_Tarea a realizar_. Imprime sin cambios todo lo que va en el texto sobre Bello y Portales desde "Considerando lo anterior, no" hasta llegar a "caso, pronto cesaría.".

_Texto mostrado_.
== == ==

Considerando lo anterior, no puede causar extrañeza que al enterarse Bolívar que Bello había aceptado viajar a Chile, escribiera desde Quito a su ministro en Londres: “yo ruego a Ud. encarecidamente que no deje perderse a ese ilustrado amigo en el país de la anarquía (…) Persuada Ud. a Bello de que lo menos malo que tiene América es Colombia (…) Su patria debe ser preferida a todas, y él, digno de ocupar un puesto muy importante en ella. Yo conozco la superioridad de este caraqueño contemporáneo mío. Fue mi maestro cuando teníamos la misma edad y yo le amaba con respeto. Su esquivez nos ha tenido separados (…) y por lo mismo deseo reconciliarme, es decir, ganarlo para Colombia”.

Pero la decisión ya estaba tomada por Bello, y para nuestra fortuna, no se arredró en viajar al país de la anarquía. Èsta, en todo caso, pronto cesaría.

El enfrentamiento decisivo entre quienes se disputaban la conducción del país, se produciría en Lircay, el 17 de abril de 1830. En los campos aledaños a Talca, la balanza se inclinaba a favor de Prieto y en desmedro de Freire. Quedaban así asentadas las bases para el inicio de los decenios, y para que inmerso en una sociedad más estable y ordenada, la capacidad intelectual de Bello encontrare un suelo más fecundo.

Ese mismo año de 1830, el 17 de diciembre, moría en la hacienda de San Pedro Alejandrino, abandonado, proscrito por los mismos que habían recibido sus favores y devorado por la tisis, el hombre que había soñado con la patria grande americana. No dudamos que Bello debe haberse enterado con dolor profundo de aquella pérdida. La muerte de Bolívar sepultaba el idealismo que había impulsado la gesta emancipadora y anunciaba una política de mayor realismo político. En Chile, el hombre que encarnaría dicho realismo político, sería Diego Portales Palazuelos.

Portales y Bello congeniarían movidos por una misma visión del mundo. En ambos, el pragmatismo se imponía sobre ensoñaciones ideológicas. Como acertadamente dice Encina de Diego Portales, “…nadie como él, en su época, se dio cuenta con igual claridad de la distancia que mediaba entre Bello y el resto de los intelectuales hispanoamericanos.” Portales, después de Lircay, deseaba vehemente incorporar profundas innovaciones en la legislación civil, procesal y penal. Tal deseo crecerá con la influencia de Egaña y de Bello. En el último, descubrió Portales al hombre que necesitaba para la realización de su propósito.

Creía Portales que la obra debía ser encomendada a un solo jurisconsulto para uniformar la tarea. Más, tal propósito no logra concretarse al no encontrar Portales el acuerdo del Congreso, y deberán pasar muchos años para que comenzara a cristalizar esta aspiración. Portales, no alcanzaría a ver estos primeros resultados.

== == ==

Entradas de datos

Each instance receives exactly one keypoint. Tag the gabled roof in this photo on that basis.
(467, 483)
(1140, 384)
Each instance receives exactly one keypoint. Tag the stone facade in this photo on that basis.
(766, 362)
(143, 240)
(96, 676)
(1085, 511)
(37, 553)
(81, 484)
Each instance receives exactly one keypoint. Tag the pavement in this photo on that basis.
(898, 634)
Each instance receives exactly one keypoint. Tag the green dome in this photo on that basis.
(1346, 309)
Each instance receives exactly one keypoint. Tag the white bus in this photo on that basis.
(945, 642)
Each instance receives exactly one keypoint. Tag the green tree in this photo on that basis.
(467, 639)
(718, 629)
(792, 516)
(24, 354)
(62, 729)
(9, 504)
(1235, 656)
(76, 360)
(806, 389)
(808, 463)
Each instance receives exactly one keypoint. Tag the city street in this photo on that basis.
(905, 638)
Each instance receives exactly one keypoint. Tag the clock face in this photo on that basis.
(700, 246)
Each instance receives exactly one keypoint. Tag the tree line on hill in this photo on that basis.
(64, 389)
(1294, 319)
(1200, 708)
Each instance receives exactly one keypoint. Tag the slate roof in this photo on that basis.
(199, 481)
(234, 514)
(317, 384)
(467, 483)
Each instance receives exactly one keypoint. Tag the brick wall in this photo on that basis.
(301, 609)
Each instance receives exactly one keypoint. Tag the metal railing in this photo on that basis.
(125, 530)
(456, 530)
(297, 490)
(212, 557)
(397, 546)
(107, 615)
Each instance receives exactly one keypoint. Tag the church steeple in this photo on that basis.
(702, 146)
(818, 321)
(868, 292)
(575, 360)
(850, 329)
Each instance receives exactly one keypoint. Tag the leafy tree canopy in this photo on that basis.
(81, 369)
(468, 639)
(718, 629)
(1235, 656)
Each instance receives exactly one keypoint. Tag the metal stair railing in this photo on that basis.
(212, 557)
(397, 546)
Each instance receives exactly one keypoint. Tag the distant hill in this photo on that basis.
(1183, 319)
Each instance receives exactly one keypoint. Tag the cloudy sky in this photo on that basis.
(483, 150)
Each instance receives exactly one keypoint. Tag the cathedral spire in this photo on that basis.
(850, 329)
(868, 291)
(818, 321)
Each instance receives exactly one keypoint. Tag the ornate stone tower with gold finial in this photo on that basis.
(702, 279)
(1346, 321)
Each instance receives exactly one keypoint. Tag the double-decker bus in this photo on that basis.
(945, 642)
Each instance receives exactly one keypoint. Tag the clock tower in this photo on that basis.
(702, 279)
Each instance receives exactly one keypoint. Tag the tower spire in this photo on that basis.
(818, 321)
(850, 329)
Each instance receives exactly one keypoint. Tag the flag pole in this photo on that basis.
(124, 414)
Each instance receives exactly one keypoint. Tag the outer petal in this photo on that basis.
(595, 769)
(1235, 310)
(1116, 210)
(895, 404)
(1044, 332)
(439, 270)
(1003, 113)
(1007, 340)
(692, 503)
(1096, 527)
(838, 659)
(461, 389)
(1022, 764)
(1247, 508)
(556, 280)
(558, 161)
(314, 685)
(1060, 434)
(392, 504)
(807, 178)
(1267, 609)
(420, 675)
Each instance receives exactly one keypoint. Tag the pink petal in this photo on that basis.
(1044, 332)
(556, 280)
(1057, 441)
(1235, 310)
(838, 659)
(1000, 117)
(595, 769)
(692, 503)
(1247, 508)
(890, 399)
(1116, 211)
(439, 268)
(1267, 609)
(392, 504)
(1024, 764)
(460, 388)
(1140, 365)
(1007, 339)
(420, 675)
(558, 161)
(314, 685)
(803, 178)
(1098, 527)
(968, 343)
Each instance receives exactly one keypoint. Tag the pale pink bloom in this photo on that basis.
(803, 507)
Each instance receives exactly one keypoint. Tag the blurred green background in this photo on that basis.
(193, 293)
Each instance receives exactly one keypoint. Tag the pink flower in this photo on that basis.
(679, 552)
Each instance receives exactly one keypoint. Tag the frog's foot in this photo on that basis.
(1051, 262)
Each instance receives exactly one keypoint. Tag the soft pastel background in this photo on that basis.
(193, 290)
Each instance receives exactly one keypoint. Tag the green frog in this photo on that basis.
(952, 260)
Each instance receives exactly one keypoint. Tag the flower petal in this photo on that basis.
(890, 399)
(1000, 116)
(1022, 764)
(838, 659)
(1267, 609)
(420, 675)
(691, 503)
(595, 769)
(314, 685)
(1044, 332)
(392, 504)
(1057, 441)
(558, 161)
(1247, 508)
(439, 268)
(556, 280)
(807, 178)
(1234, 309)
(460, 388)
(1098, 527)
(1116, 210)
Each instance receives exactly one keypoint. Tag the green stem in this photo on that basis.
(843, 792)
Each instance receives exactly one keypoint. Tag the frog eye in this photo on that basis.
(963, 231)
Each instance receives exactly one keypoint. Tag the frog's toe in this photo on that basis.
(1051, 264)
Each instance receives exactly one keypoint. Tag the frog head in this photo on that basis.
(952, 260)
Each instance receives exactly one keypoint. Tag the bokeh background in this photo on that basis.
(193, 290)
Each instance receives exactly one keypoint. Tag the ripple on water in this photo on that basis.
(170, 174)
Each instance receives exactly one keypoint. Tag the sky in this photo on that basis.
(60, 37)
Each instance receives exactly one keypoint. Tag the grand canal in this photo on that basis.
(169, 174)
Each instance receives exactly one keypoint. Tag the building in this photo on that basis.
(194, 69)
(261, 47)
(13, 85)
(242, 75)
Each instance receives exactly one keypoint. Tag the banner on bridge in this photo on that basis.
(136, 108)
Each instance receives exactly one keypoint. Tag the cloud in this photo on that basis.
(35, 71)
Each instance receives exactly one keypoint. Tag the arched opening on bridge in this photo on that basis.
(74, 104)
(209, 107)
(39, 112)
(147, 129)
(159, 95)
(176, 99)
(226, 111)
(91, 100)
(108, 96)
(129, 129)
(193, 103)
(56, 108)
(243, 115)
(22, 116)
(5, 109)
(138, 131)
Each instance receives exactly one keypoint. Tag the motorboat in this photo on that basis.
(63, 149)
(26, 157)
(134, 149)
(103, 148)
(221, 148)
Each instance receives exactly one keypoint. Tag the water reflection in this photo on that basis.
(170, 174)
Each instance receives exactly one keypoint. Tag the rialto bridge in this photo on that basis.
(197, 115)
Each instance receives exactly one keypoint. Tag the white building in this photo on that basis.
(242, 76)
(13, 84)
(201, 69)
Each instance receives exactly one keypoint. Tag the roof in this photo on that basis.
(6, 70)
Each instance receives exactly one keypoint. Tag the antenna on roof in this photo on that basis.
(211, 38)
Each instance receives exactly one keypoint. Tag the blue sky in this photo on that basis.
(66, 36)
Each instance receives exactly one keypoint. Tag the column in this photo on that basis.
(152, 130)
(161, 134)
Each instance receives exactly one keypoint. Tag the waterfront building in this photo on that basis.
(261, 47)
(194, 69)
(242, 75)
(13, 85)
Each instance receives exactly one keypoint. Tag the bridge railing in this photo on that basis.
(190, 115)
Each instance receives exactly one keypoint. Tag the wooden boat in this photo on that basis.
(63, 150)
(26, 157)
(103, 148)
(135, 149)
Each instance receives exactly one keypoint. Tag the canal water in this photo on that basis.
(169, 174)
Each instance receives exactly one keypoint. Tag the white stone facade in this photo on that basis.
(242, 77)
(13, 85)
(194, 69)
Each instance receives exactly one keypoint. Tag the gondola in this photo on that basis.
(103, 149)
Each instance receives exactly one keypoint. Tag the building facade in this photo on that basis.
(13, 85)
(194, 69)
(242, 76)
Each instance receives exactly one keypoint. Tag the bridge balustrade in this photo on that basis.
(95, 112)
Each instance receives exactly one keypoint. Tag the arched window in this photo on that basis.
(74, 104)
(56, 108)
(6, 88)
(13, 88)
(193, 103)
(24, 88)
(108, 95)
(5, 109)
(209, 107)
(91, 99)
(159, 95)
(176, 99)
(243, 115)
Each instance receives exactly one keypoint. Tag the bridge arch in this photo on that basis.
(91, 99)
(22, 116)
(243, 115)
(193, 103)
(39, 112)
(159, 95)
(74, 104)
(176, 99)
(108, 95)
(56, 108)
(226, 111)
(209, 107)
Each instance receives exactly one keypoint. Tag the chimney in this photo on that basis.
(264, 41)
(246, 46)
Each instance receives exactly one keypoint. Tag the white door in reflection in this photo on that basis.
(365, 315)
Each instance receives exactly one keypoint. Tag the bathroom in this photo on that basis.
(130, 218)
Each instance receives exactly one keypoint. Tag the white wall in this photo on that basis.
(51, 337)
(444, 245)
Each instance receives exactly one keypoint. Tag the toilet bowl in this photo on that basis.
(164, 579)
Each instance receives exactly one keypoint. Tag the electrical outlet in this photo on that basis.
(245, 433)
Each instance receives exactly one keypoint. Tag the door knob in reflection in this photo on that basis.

== == ==

_La respuesta_.
Considerando lo anterior, no puede causar extrañeza que al enterarse Bolívar que Bello había aceptado viajar a Chile, escribiera desde Quito a su ministro en Londres: “yo ruego a Ud. encarecidamente que no deje perderse a ese ilustrado amigo en el país de la anarquía (…) Persuada Ud. a Bello de que lo menos malo que tiene América es Colombia (…) Su patria debe ser preferida a todas, y él, digno de ocupar un puesto muy importante en ella. Yo conozco la superioridad de este caraqueño contemporáneo mío. Fue mi maestro cuando teníamos la misma edad y yo le amaba con respeto. Su esquivez nos ha tenido separados (…) y por lo mismo deseo reconciliarme, es decir, ganarlo para Colombia”.

Pero la decisión ya estaba tomada por Bello, y para nuestra fortuna, no se arredró en viajar al país de la anarquía. Èsta, en todo caso, pronto cesaría.